START Data extract
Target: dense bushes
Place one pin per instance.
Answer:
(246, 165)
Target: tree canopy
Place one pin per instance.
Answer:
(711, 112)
END Data extract
Reproduce the whole listing above exactly.

Target: dense bushes
Place one pin per instance.
Answer:
(246, 165)
Target: tree canopy
Place one pin per instance.
Answer:
(711, 112)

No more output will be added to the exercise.